__Work request__. From the first line of the data below through the line holding "Where can the wooden beam", output each line exactly and leave the pictures out.

Items from a data source
§

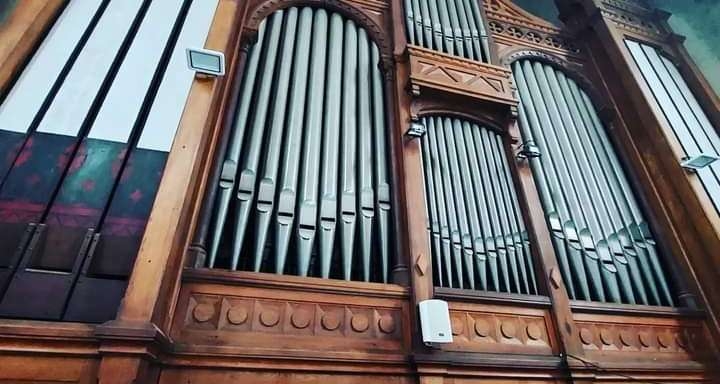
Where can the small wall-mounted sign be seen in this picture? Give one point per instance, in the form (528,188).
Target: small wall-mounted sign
(206,62)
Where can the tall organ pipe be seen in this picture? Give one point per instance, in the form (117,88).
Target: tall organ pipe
(309,130)
(604,248)
(473,220)
(455,27)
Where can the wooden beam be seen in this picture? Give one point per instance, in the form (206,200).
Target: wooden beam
(131,341)
(21,33)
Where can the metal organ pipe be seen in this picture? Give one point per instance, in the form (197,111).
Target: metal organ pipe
(308,155)
(454,27)
(673,100)
(604,247)
(473,219)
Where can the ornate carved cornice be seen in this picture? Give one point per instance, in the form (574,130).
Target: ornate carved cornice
(373,15)
(511,25)
(430,69)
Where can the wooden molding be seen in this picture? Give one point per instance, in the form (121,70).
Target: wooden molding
(501,329)
(298,323)
(484,82)
(21,33)
(645,340)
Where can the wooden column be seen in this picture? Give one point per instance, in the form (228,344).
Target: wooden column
(131,342)
(21,33)
(409,190)
(550,274)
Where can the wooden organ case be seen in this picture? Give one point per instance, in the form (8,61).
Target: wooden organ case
(583,264)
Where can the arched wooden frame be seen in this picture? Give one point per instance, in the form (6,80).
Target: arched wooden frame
(510,145)
(607,116)
(572,70)
(247,38)
(261,9)
(426,107)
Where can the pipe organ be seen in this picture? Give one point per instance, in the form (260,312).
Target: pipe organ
(477,231)
(284,221)
(86,130)
(304,187)
(673,100)
(603,242)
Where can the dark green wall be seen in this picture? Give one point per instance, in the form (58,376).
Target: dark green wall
(542,8)
(699,21)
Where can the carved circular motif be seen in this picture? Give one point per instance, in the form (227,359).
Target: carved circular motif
(482,328)
(681,340)
(203,312)
(237,315)
(300,319)
(626,338)
(644,338)
(386,324)
(664,340)
(586,336)
(508,329)
(534,332)
(269,318)
(606,336)
(360,323)
(330,321)
(457,326)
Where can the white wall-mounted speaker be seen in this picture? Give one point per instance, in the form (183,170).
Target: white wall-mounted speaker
(435,322)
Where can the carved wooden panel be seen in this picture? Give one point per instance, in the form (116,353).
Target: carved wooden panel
(373,15)
(500,329)
(459,76)
(297,322)
(632,17)
(619,338)
(512,26)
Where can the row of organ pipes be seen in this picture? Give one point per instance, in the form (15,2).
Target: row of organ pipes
(454,27)
(308,155)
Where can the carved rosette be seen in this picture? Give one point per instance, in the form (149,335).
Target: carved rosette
(280,322)
(232,314)
(483,330)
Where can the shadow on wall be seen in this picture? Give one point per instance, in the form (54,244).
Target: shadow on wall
(699,21)
(545,9)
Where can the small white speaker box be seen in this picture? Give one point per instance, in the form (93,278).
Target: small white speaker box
(435,322)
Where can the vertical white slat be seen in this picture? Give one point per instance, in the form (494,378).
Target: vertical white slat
(125,98)
(167,108)
(32,87)
(72,102)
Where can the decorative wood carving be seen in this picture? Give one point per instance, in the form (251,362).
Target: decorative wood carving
(279,320)
(614,338)
(500,329)
(633,17)
(373,15)
(439,103)
(430,69)
(512,26)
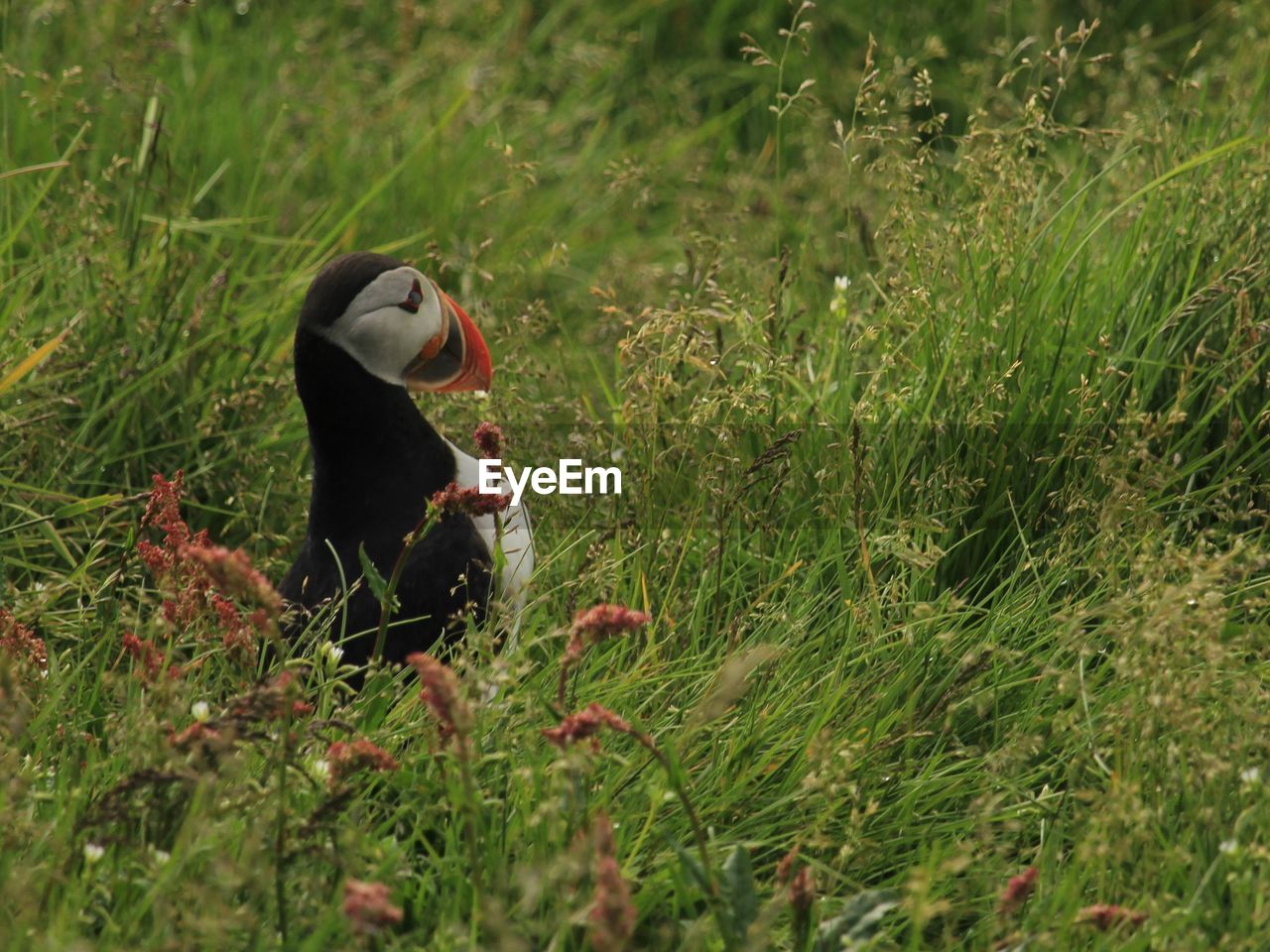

§

__Solution__.
Where can the small wall-mounted sign be seen in this picture? Give one point per instance, in the form (528,188).
Target: small wall-mounted sign
(206,62)
Where can the tall organ pipe be seen in this picture? Give one point per instance, in the form (117,88).
Target: tall organ pipe
(309,130)
(604,248)
(473,220)
(455,27)
Where can the wooden beam be seen in this picture? Give one point per instance, in the form (206,200).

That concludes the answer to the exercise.